Items from a data source:
────────

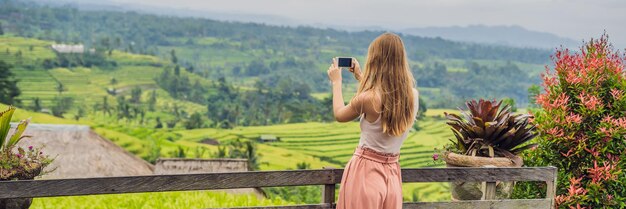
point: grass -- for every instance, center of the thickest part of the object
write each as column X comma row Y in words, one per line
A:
column 332, row 144
column 169, row 200
column 319, row 144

────────

- **Work item**: For the records above, output each one exactly and skip any image.

- **Response**:
point: grass -- for every instance, center of the thickest part of the object
write each as column X comma row Y in words, one per line
A:
column 332, row 144
column 169, row 200
column 319, row 144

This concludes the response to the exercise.